- AIM -
Pull every line of the entries below out word for word, leaving the pictures out of your answer.

[Records collected for a dataset]
┌────────

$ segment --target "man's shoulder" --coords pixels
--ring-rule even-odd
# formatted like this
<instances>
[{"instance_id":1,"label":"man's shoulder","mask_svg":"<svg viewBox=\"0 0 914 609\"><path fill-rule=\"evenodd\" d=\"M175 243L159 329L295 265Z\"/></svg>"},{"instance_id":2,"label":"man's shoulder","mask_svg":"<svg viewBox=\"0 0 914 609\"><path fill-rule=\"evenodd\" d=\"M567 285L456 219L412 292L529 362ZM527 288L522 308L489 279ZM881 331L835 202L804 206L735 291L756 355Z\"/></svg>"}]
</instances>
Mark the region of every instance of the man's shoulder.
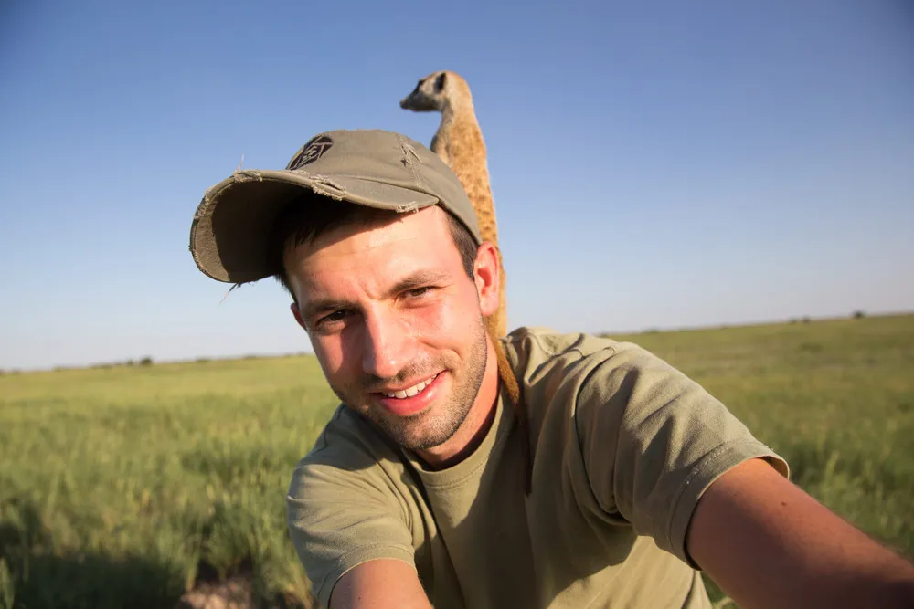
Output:
<instances>
[{"instance_id":1,"label":"man's shoulder","mask_svg":"<svg viewBox=\"0 0 914 609\"><path fill-rule=\"evenodd\" d=\"M335 478L401 478L403 465L389 440L341 404L314 446L296 464L293 486Z\"/></svg>"},{"instance_id":2,"label":"man's shoulder","mask_svg":"<svg viewBox=\"0 0 914 609\"><path fill-rule=\"evenodd\" d=\"M503 339L515 373L533 381L556 372L563 376L587 374L607 360L622 368L667 367L638 344L587 332L559 332L525 326Z\"/></svg>"}]
</instances>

└────────

- EXERCISE SOLUTION -
$ segment --target "man's shoulder" --coords pixels
--ring-rule even-odd
# formatted like this
<instances>
[{"instance_id":1,"label":"man's shoulder","mask_svg":"<svg viewBox=\"0 0 914 609\"><path fill-rule=\"evenodd\" d=\"M175 243L159 329L295 265Z\"/></svg>"},{"instance_id":2,"label":"man's shoulder","mask_svg":"<svg viewBox=\"0 0 914 609\"><path fill-rule=\"evenodd\" d=\"M567 285L456 219L412 292L529 362ZM527 288L522 308L489 279ZM881 331L835 202L804 206L735 291L756 355Z\"/></svg>"}]
</instances>
Mark the region of every instance of the man's shoulder.
Output:
<instances>
[{"instance_id":1,"label":"man's shoulder","mask_svg":"<svg viewBox=\"0 0 914 609\"><path fill-rule=\"evenodd\" d=\"M335 478L401 478L403 465L389 440L341 404L314 446L296 464L293 486Z\"/></svg>"},{"instance_id":2,"label":"man's shoulder","mask_svg":"<svg viewBox=\"0 0 914 609\"><path fill-rule=\"evenodd\" d=\"M503 339L515 373L533 381L556 372L563 376L587 374L607 360L622 368L667 367L638 344L587 332L559 332L525 326Z\"/></svg>"}]
</instances>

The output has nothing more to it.